• Cosa si chiede: Prosegui il brano sull'abuso della realtà virtuale da parte dei ragazzi, ripartendo subito dopo la sua ultima frase.

• Brano da leggere:
:::
Quando ci si trova in situazioni di abuso, la realtà virtuale smette di essere un gioco e una palestra di socializzazione per diventare un’esperienza patologica, che porta a gravi difficoltà per lo sviluppo psichico.

I ragazzi arrivano a fare un uso compulsavo di Internet, smartphone, Social Network e videogames e progressivamente smettono di investire il loro tempo e le loro energie nello studio, nelle uscite con gli amici, nello sport.

L’immersione totalizzante nelle reti virtuali conduce ad una sovraesposizione di sé ed è contemporaneamente un luogo di rifugio, diventando così un’esperienza deleteria per il normale sviluppo psicosociale.

Dall’esperienza clinica emerge la fragilità di questi ragazzi, che faticano a mantenere una continuità tra il Sé reale e l’esperienza digitale, fino ad allontanarsi dal concreto del loro presente per immergersi sempre più nella realtà virtuale. Sono ragazzi che tollerano poco l’attesa, non riescono a filtrare le informazioni con un pensiero critico e faticano a rappresentarsi le conseguenze delle loro azioni.
:::
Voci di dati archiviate
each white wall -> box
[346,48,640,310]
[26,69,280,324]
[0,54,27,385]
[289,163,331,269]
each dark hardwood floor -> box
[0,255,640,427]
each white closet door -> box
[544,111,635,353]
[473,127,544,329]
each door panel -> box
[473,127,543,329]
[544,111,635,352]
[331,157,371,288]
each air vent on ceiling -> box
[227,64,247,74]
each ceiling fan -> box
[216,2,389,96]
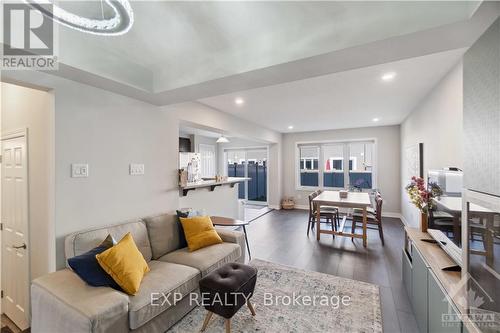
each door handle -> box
[13,243,26,250]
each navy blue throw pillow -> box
[68,240,122,291]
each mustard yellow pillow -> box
[180,216,222,252]
[95,233,149,295]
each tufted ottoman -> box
[200,262,257,333]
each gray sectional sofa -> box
[31,214,245,333]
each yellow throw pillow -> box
[95,232,149,295]
[180,216,222,252]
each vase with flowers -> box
[405,176,443,232]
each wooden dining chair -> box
[351,194,385,245]
[307,191,338,238]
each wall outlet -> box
[71,163,89,178]
[129,163,144,176]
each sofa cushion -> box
[144,214,186,259]
[159,243,241,276]
[65,220,151,261]
[180,216,222,252]
[129,260,200,329]
[32,269,129,332]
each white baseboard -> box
[269,205,408,225]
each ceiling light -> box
[217,134,229,143]
[24,0,134,36]
[382,72,396,82]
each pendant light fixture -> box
[217,134,229,143]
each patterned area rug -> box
[168,259,382,333]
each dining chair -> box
[351,193,385,245]
[307,191,338,238]
[314,189,340,230]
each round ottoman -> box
[200,262,257,333]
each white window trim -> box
[294,138,378,191]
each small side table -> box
[210,216,252,260]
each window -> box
[297,141,375,189]
[198,144,215,177]
[299,146,319,186]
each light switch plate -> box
[71,163,89,178]
[129,163,144,176]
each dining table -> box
[313,191,371,247]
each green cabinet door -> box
[410,247,429,333]
[427,270,462,333]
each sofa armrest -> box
[215,227,247,264]
[31,269,129,333]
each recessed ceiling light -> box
[382,72,396,82]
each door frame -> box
[223,146,269,206]
[0,128,31,324]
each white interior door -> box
[1,136,30,330]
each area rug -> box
[168,259,382,333]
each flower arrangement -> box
[405,176,443,214]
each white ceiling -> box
[2,1,500,132]
[199,49,465,132]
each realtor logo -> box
[1,3,57,70]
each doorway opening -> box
[224,147,271,222]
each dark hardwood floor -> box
[242,210,417,333]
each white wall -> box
[283,125,400,214]
[0,83,55,279]
[162,103,282,208]
[2,71,281,269]
[400,62,463,227]
[191,134,219,175]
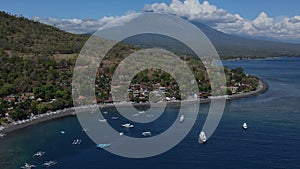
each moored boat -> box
[32,151,45,157]
[142,131,151,137]
[122,123,134,128]
[43,161,57,167]
[243,122,248,130]
[199,131,207,143]
[179,114,184,123]
[20,163,36,169]
[97,144,111,149]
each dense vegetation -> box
[0,12,258,122]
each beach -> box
[0,80,269,135]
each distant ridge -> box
[120,18,300,59]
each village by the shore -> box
[0,80,269,138]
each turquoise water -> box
[0,58,300,169]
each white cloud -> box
[32,11,137,34]
[144,0,237,23]
[33,0,300,41]
[144,0,300,41]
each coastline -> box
[0,79,269,135]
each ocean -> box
[0,57,300,169]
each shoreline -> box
[0,79,269,135]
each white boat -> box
[111,116,119,120]
[97,144,110,149]
[122,123,134,128]
[199,131,207,143]
[243,122,248,130]
[32,151,45,157]
[98,119,107,122]
[20,163,36,169]
[138,111,146,114]
[81,128,89,132]
[179,114,184,123]
[43,161,57,167]
[72,139,81,145]
[142,131,151,137]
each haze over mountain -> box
[0,12,300,59]
[121,18,300,59]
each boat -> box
[0,133,6,138]
[199,131,207,143]
[97,144,110,149]
[32,151,45,157]
[122,123,134,128]
[20,163,36,169]
[81,128,89,132]
[179,114,184,123]
[138,111,146,114]
[98,119,107,122]
[43,161,57,167]
[243,122,248,130]
[72,139,81,145]
[142,131,151,137]
[111,116,119,120]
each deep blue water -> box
[0,58,300,169]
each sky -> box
[0,0,300,43]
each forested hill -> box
[0,11,88,55]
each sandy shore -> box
[0,80,269,134]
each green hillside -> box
[0,12,258,123]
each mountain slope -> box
[193,22,300,58]
[121,22,300,59]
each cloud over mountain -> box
[33,0,300,42]
[144,0,300,40]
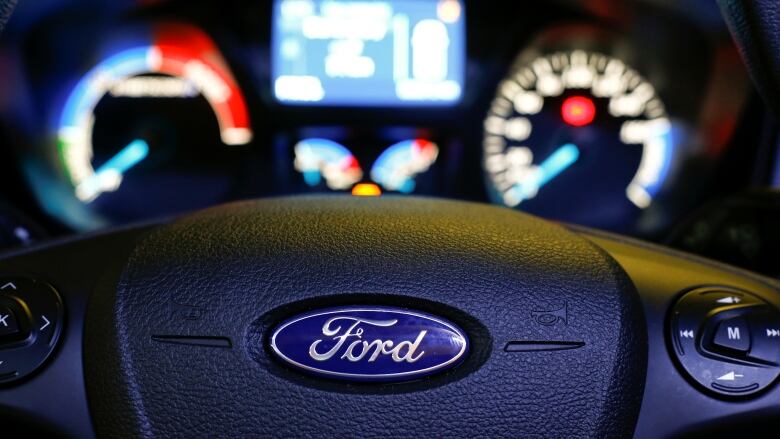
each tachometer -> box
[483,50,674,227]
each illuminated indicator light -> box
[510,143,580,204]
[76,140,149,203]
[436,0,461,23]
[352,183,382,197]
[371,139,439,194]
[561,96,596,127]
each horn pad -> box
[84,197,647,437]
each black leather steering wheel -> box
[0,0,780,438]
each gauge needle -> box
[76,139,149,202]
[513,143,580,200]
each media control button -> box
[712,317,750,352]
[668,287,780,397]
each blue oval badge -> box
[271,306,469,382]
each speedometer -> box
[483,50,674,227]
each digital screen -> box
[272,0,465,106]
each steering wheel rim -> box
[0,197,780,437]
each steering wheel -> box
[0,3,780,437]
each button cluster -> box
[0,277,64,383]
[669,288,780,396]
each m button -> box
[0,306,19,337]
[712,317,750,352]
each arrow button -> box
[716,370,744,381]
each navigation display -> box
[272,0,465,107]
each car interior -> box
[0,0,780,438]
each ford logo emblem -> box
[270,306,469,382]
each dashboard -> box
[0,0,775,248]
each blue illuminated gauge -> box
[294,138,363,190]
[294,138,439,196]
[483,50,674,228]
[371,139,439,194]
[47,23,253,229]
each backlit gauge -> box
[56,24,252,226]
[293,137,439,196]
[483,50,674,228]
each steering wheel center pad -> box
[84,197,647,437]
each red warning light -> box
[561,96,596,127]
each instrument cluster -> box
[0,0,750,236]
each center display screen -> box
[272,0,465,107]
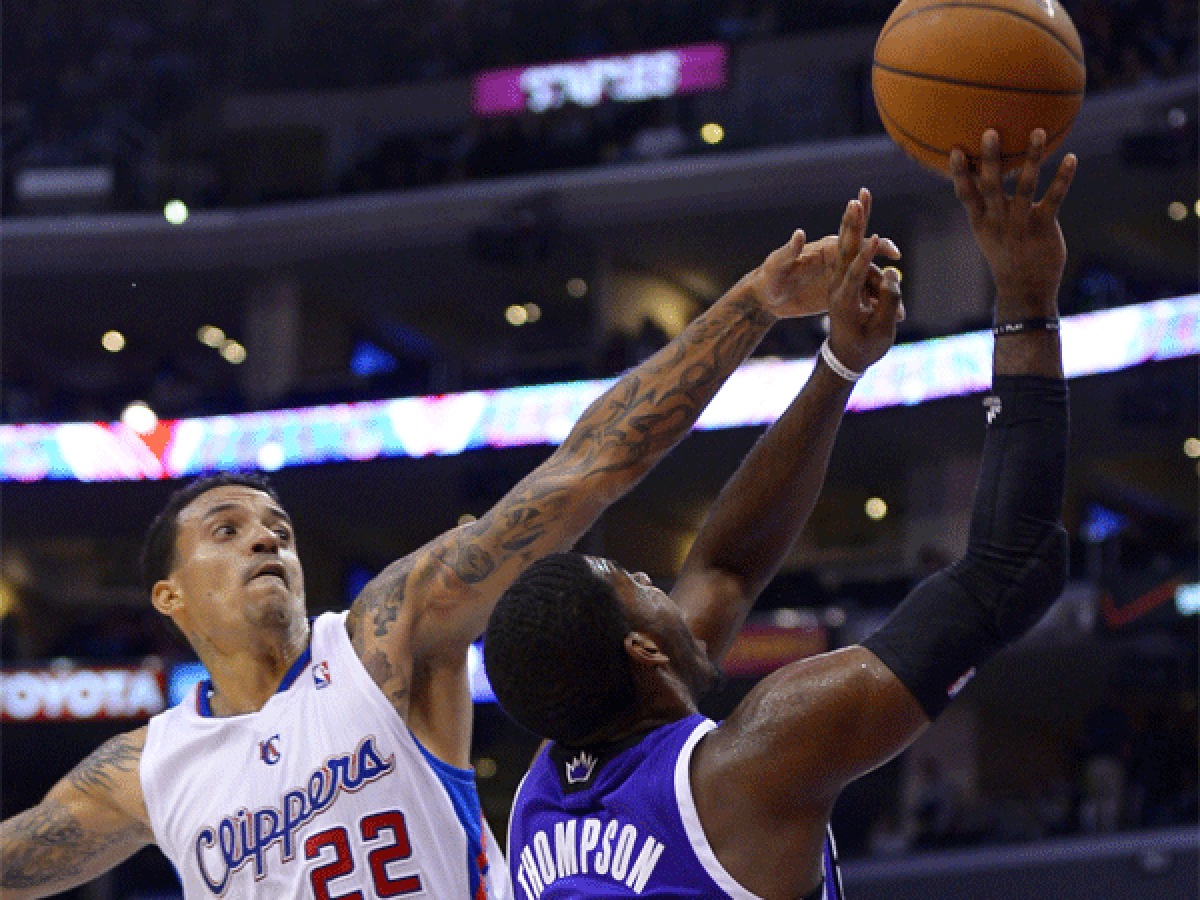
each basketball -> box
:::
• Risultato del compito:
I genitori, “migranti digitali”, fanno molta fatica a comprendere il mondo virtuale e non si sentono attrezzati né per valutare la gravità del comportamento del figlio, né per aiutarlo. Provano con i ricatti, con le ricompense, con il controllo, ma alla fine si sentono impotenti. E’ necessario che i genitori abbiano delle chiavi di lettura per comprendere cosa sta succedendo, per non demonizzare totalmente l’uso della rete virtuale e consentire al figlio di adottare modalità di socializzazione efficaci e urli ad un sano sviluppo di sé.